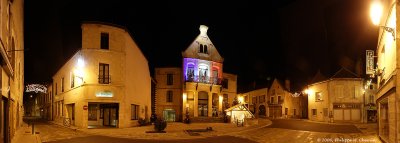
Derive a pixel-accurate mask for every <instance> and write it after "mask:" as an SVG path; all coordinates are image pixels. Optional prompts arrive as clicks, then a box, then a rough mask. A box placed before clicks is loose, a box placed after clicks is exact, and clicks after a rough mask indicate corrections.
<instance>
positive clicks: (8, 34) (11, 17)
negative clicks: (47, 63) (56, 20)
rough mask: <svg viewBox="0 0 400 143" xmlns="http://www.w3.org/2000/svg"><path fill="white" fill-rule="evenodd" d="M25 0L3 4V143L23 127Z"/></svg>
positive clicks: (1, 65) (2, 56) (1, 34)
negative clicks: (22, 116)
mask: <svg viewBox="0 0 400 143" xmlns="http://www.w3.org/2000/svg"><path fill="white" fill-rule="evenodd" d="M23 25H24V1H23V0H1V1H0V61H1V62H0V63H1V68H0V72H1V74H0V81H1V82H0V89H1V90H0V93H1V95H2V96H1V98H0V117H1V119H0V142H2V143H3V142H4V143H9V142H11V139H12V138H13V136H14V134H15V131H16V130H17V129H18V128H19V127H20V126H21V125H22V124H21V122H22V116H23V113H24V109H23V92H24V52H23V51H24V26H23Z"/></svg>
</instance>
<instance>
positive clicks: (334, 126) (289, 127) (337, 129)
mask: <svg viewBox="0 0 400 143" xmlns="http://www.w3.org/2000/svg"><path fill="white" fill-rule="evenodd" d="M268 128H282V129H292V130H302V131H313V132H328V133H361V131H360V130H359V129H358V128H357V127H356V126H354V125H334V124H325V123H315V122H305V121H302V120H272V125H271V126H268Z"/></svg>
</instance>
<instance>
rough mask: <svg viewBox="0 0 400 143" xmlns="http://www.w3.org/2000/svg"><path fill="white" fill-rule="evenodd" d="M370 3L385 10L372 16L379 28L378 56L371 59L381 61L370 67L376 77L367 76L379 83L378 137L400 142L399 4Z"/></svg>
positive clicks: (381, 139)
mask: <svg viewBox="0 0 400 143" xmlns="http://www.w3.org/2000/svg"><path fill="white" fill-rule="evenodd" d="M370 3H371V8H372V6H374V7H376V8H379V7H380V8H381V9H375V10H381V11H376V12H373V13H372V12H371V16H372V22H373V23H374V24H375V25H377V27H379V35H378V39H377V45H376V49H375V50H374V53H375V54H373V55H371V56H372V58H373V59H374V58H375V56H377V57H378V58H377V61H375V62H374V61H372V62H371V63H372V65H371V66H369V67H370V68H372V70H373V73H368V72H367V74H370V75H371V77H372V78H374V79H375V80H376V81H377V89H376V91H377V92H376V97H375V98H376V105H377V107H378V109H377V111H378V114H377V117H378V127H379V129H378V136H379V137H380V139H381V140H382V141H384V142H391V143H392V142H393V143H394V142H400V132H399V130H400V116H399V113H400V110H399V97H400V96H399V95H400V90H397V86H398V85H400V79H399V78H400V76H397V75H398V74H399V70H398V69H399V67H400V65H399V62H400V61H399V60H400V58H399V56H398V55H400V53H399V51H400V50H399V49H398V48H400V47H399V42H397V40H398V36H397V35H398V34H397V33H399V30H398V29H397V26H398V25H399V24H400V22H399V21H398V20H397V18H398V17H399V16H400V15H399V13H398V11H399V9H398V8H400V7H399V6H400V5H399V2H398V1H396V0H385V1H370ZM378 14H381V15H378ZM375 63H376V64H375ZM367 70H368V68H367Z"/></svg>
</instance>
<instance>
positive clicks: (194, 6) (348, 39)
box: [25, 0, 378, 92]
mask: <svg viewBox="0 0 400 143" xmlns="http://www.w3.org/2000/svg"><path fill="white" fill-rule="evenodd" d="M82 21H102V22H109V23H115V24H118V25H121V26H125V27H127V28H128V30H129V31H130V33H131V34H132V36H133V39H134V40H135V41H136V43H137V44H138V46H139V47H140V48H141V50H142V51H143V53H144V54H145V56H146V57H147V59H148V61H149V66H150V70H154V67H180V66H181V63H182V56H181V52H182V51H184V50H185V49H186V48H187V47H188V46H189V44H190V43H191V42H192V41H193V40H194V39H195V38H196V36H198V34H199V30H198V28H199V25H202V24H204V25H207V26H208V27H209V30H208V36H209V37H210V39H211V41H212V42H213V43H214V45H215V46H216V48H217V50H218V51H219V53H220V54H221V56H222V57H224V59H225V60H224V72H228V73H233V74H237V75H238V86H239V88H238V90H239V92H241V91H245V90H246V89H248V87H250V86H249V85H254V84H252V83H254V81H256V82H255V83H256V85H258V86H262V85H265V84H266V83H268V82H269V81H271V80H272V79H273V78H275V77H277V78H279V79H282V80H283V79H286V78H287V79H290V80H291V83H292V88H293V89H294V90H301V88H302V87H303V86H304V85H305V84H306V83H307V82H308V81H309V80H310V79H311V78H312V76H313V75H314V74H315V73H316V72H317V71H318V70H320V71H321V72H322V73H323V74H325V75H326V76H330V75H332V74H333V73H335V72H336V71H337V70H339V68H340V67H341V66H344V67H346V68H348V69H350V70H353V71H355V69H356V68H355V67H356V65H358V63H362V64H364V62H365V61H364V60H365V58H364V56H365V50H366V49H374V48H375V47H376V43H377V36H378V27H375V26H373V25H372V23H371V22H370V19H369V1H367V0H323V1H321V0H278V1H265V2H262V3H261V2H259V3H253V2H243V1H239V2H220V3H216V2H208V1H194V2H184V3H182V2H181V1H179V2H178V1H173V2H152V1H149V2H134V1H119V0H113V1H102V0H57V1H54V0H40V1H29V0H26V1H25V49H28V51H26V52H25V81H26V82H27V83H38V82H45V81H50V80H51V77H52V76H53V75H54V74H55V72H56V71H57V69H59V68H60V67H61V66H62V65H63V64H64V63H65V62H66V60H67V59H69V58H70V57H71V56H72V55H73V54H74V53H75V52H76V51H77V50H78V49H80V48H81V29H80V24H81V22H82ZM364 69H365V67H362V70H364Z"/></svg>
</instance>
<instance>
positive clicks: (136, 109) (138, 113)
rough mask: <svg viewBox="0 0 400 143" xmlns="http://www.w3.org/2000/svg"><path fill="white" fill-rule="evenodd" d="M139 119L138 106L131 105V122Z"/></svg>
mask: <svg viewBox="0 0 400 143" xmlns="http://www.w3.org/2000/svg"><path fill="white" fill-rule="evenodd" d="M138 119H139V105H135V104H132V105H131V120H138Z"/></svg>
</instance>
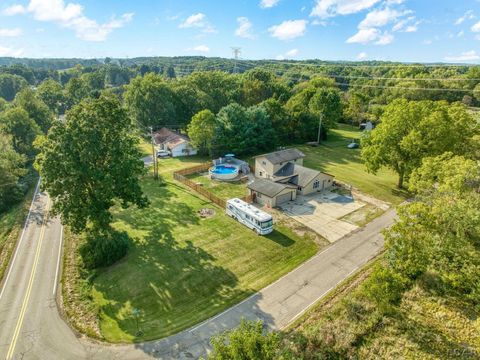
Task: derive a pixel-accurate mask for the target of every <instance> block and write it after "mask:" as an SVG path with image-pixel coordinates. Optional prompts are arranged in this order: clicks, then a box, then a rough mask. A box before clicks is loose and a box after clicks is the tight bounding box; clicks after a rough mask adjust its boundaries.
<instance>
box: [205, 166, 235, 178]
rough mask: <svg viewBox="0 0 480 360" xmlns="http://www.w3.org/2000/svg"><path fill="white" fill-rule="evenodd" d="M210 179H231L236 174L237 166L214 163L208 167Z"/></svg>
mask: <svg viewBox="0 0 480 360" xmlns="http://www.w3.org/2000/svg"><path fill="white" fill-rule="evenodd" d="M209 172H210V175H211V176H212V179H217V180H232V179H235V178H236V177H237V176H238V168H237V167H236V166H231V165H216V166H214V167H212V168H211V169H210V171H209Z"/></svg>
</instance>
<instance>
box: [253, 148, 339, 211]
mask: <svg viewBox="0 0 480 360" xmlns="http://www.w3.org/2000/svg"><path fill="white" fill-rule="evenodd" d="M304 157H305V154H303V153H302V152H301V151H299V150H297V149H295V148H291V149H285V150H279V151H275V152H272V153H268V154H263V155H258V156H256V157H255V180H254V181H253V182H251V183H250V184H249V185H248V189H250V194H251V195H252V196H253V199H254V201H255V202H257V203H259V204H264V205H269V206H271V207H275V206H278V205H281V204H283V203H284V202H287V201H290V200H295V198H296V195H297V194H299V195H308V194H311V193H314V192H320V191H323V190H328V189H330V188H331V187H332V186H333V179H334V177H333V175H330V174H326V173H323V172H320V171H318V170H314V169H309V168H307V167H305V166H303V158H304Z"/></svg>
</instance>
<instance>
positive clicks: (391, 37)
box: [375, 32, 394, 45]
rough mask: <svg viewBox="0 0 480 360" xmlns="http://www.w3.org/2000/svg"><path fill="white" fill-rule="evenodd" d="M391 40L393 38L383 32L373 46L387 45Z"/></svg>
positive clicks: (391, 35) (391, 41) (392, 40)
mask: <svg viewBox="0 0 480 360" xmlns="http://www.w3.org/2000/svg"><path fill="white" fill-rule="evenodd" d="M393 39H394V37H393V35H392V34H389V33H387V32H385V33H383V34H382V35H380V37H379V38H378V40H377V41H375V45H388V44H391V43H392V42H393Z"/></svg>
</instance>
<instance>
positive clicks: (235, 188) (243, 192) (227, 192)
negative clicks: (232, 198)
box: [187, 174, 247, 200]
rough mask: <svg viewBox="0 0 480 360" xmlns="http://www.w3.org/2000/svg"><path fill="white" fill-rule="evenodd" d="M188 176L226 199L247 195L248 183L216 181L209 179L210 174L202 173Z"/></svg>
mask: <svg viewBox="0 0 480 360" xmlns="http://www.w3.org/2000/svg"><path fill="white" fill-rule="evenodd" d="M187 178H189V179H190V180H192V181H194V182H196V183H201V184H202V185H203V187H204V188H205V189H207V190H209V191H210V192H212V193H213V194H214V195H217V196H218V197H220V198H222V199H225V200H228V199H231V198H234V197H239V198H241V197H244V196H246V195H247V184H246V183H242V182H221V181H215V180H211V179H209V177H208V176H206V175H202V174H192V175H188V176H187Z"/></svg>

___

Tarefa proposta: Atualize o trecho que vai da linha que contém "176L226 199L247 195L248" até o fim dos itens, ambas as pontas incluídas, substituindo "rough mask" por "draft mask" e mantendo todo o resto inalterado.

Resultado da tarefa:
draft mask: <svg viewBox="0 0 480 360" xmlns="http://www.w3.org/2000/svg"><path fill="white" fill-rule="evenodd" d="M188 176L226 199L247 195L248 183L216 181L209 179L210 174L202 173Z"/></svg>
mask: <svg viewBox="0 0 480 360" xmlns="http://www.w3.org/2000/svg"><path fill="white" fill-rule="evenodd" d="M187 178H189V179H190V180H192V181H194V182H196V183H201V184H202V185H203V187H204V188H205V189H207V190H209V191H210V192H212V193H213V194H214V195H217V196H218V197H220V198H222V199H225V200H228V199H231V198H234V197H239V198H241V197H244V196H246V195H247V184H246V183H242V182H221V181H215V180H211V179H209V177H208V176H206V175H202V174H192V175H188V176H187Z"/></svg>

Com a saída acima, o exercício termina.